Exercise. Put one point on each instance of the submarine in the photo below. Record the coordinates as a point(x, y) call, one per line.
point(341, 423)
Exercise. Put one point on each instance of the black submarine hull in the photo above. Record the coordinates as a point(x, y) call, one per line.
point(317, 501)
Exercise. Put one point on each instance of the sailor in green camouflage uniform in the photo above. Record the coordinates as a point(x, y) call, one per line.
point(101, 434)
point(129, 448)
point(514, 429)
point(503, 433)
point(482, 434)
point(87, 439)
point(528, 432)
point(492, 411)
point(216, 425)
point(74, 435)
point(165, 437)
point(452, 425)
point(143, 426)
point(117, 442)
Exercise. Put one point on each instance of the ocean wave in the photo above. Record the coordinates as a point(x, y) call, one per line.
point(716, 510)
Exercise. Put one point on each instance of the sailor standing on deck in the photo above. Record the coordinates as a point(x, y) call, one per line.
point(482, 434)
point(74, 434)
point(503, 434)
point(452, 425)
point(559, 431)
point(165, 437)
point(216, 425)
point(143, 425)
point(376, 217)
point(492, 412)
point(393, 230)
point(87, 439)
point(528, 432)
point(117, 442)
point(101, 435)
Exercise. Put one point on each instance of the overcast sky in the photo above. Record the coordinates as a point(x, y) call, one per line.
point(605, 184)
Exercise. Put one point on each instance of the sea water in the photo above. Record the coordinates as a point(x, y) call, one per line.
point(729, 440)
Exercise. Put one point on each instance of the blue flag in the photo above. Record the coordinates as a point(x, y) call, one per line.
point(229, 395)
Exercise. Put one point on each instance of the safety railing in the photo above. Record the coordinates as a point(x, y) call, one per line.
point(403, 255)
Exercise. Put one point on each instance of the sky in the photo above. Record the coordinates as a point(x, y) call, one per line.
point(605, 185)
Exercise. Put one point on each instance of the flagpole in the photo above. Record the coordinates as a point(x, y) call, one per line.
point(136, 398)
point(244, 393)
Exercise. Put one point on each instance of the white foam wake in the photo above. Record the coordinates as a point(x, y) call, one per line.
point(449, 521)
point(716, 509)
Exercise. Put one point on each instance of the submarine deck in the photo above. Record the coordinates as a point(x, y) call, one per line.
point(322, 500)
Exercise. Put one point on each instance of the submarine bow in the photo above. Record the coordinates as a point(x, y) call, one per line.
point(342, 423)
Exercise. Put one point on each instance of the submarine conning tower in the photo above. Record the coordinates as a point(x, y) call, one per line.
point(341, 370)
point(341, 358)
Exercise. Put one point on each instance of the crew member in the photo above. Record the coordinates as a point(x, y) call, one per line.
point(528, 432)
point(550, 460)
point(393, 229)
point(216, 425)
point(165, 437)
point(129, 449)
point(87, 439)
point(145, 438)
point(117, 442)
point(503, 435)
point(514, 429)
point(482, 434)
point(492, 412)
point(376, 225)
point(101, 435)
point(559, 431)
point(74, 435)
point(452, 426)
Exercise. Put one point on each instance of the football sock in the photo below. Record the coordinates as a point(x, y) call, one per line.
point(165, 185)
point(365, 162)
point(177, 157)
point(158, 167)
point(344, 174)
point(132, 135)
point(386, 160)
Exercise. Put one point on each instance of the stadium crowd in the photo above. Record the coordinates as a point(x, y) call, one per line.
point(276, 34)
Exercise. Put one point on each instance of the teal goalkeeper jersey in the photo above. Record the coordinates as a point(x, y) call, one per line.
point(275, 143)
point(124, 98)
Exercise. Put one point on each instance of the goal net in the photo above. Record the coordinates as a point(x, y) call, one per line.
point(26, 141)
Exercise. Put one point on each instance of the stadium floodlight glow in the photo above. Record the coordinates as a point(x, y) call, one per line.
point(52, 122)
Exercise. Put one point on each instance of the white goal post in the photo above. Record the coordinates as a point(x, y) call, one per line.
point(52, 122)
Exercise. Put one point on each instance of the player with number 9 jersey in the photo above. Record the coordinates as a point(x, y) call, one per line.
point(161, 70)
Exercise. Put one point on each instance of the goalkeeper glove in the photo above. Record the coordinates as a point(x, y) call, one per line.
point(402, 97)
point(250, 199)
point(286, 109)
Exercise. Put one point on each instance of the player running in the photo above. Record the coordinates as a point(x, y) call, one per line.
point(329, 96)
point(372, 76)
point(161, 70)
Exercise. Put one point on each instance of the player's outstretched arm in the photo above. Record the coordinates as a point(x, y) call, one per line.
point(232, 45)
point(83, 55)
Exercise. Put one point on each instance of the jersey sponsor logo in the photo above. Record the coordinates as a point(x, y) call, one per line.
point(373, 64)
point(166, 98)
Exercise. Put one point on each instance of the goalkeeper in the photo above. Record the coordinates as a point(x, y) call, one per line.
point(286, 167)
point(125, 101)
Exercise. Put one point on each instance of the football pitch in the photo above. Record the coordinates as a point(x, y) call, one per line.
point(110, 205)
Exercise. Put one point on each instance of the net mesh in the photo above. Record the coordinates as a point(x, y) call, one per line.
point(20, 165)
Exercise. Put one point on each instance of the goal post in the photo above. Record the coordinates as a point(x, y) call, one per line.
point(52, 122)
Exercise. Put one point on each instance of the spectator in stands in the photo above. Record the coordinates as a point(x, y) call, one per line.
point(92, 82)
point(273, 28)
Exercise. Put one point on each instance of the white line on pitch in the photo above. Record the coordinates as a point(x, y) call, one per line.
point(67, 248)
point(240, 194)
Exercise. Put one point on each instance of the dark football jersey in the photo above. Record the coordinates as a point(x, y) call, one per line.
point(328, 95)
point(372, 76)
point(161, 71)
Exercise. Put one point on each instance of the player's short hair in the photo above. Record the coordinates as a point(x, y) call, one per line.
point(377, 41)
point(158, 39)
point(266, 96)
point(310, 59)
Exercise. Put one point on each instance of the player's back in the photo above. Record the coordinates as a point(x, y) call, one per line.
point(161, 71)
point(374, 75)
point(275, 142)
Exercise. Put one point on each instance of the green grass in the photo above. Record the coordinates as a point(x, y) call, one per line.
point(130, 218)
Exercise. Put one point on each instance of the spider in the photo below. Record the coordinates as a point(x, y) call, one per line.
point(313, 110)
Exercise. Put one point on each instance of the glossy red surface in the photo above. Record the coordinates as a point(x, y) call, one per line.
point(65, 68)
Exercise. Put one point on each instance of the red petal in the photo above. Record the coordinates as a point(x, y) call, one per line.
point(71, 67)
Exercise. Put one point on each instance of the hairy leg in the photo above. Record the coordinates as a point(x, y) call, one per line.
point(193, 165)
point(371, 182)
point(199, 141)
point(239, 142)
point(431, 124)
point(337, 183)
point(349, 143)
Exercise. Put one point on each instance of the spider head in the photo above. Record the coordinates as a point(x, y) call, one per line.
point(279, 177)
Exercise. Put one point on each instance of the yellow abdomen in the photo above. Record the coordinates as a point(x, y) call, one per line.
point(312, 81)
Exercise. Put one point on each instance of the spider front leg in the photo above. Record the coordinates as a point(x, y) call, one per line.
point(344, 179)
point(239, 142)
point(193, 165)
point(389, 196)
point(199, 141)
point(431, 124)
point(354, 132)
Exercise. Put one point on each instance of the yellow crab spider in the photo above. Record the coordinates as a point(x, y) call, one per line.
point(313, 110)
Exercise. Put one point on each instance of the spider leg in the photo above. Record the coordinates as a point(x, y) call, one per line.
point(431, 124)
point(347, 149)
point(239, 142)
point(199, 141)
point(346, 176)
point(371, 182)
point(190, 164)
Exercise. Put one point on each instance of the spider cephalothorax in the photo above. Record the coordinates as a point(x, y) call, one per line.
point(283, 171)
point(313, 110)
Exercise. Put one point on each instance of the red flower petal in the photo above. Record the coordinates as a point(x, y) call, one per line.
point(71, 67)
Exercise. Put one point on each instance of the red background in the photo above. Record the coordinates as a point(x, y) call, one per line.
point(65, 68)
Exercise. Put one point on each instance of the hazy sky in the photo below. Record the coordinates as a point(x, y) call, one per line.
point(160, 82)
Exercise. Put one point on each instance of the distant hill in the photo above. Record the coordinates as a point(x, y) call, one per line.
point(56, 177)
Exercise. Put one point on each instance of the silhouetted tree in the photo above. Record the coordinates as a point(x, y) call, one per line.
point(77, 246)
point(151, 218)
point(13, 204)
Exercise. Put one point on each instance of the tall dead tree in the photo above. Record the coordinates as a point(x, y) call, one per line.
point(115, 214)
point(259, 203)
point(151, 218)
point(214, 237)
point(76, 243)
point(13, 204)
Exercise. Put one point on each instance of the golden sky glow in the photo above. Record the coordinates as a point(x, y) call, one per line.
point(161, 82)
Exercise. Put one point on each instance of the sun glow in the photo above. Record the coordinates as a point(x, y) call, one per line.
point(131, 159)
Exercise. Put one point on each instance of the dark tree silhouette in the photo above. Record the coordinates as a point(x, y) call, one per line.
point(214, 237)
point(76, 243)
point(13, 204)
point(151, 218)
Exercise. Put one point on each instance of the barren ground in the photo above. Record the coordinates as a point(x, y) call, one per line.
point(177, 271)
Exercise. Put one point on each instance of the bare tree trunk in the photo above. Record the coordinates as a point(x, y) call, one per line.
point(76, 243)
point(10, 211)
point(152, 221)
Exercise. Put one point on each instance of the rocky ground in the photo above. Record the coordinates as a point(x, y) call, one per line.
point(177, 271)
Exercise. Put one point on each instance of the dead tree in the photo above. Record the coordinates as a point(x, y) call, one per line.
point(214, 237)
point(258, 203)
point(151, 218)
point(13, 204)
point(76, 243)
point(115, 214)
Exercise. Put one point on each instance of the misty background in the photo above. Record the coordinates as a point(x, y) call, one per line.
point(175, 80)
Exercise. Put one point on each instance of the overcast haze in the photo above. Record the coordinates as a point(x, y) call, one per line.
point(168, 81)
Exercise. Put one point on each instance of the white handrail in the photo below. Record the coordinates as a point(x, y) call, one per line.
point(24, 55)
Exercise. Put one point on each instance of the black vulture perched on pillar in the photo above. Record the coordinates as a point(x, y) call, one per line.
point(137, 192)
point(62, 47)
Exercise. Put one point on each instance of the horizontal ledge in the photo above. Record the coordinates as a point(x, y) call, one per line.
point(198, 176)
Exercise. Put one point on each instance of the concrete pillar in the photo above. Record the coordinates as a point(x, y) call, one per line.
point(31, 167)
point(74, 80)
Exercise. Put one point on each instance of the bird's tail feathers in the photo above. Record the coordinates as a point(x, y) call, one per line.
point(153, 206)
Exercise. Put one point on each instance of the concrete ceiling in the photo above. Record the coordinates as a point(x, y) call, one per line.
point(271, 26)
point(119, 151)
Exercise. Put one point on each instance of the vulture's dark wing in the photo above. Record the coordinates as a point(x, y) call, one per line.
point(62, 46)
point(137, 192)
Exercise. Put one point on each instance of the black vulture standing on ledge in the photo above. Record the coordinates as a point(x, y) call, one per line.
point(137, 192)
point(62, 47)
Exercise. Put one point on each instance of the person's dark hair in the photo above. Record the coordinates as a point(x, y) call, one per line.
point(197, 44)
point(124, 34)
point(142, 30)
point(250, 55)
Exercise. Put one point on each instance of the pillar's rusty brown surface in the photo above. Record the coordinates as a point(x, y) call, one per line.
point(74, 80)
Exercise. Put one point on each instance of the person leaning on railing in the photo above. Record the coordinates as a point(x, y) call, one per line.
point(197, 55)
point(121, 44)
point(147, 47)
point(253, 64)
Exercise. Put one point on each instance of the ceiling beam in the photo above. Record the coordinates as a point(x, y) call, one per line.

**Stated goal:** Write out the listing lines word for word, beginning at the line that has "the spider cephalothorax" and stopping after the line that has "point(56, 177)".

**Response to the exercise:**
Exercise. Put one point on each instance of the spider cephalothorax in the photo above. Record the coordinates as a point(x, y) call, one per line.
point(283, 171)
point(313, 110)
Exercise. Put one point on each instance of the red flower petal in the photo above. Record the coordinates as a point(x, y) call, one per line.
point(71, 67)
Exercise. Put one point on each instance of the red background in the photo above. Record the coordinates as a point(x, y) call, one per line.
point(65, 68)
Exercise. Put one point on each instance of the hazy sky in the photo below. Record the coordinates as a point(x, y) call, one per line.
point(160, 82)
Exercise. Put one point on each instance of the distant hill in the photo above. Record the coordinates as a point(x, y) call, one per line.
point(56, 177)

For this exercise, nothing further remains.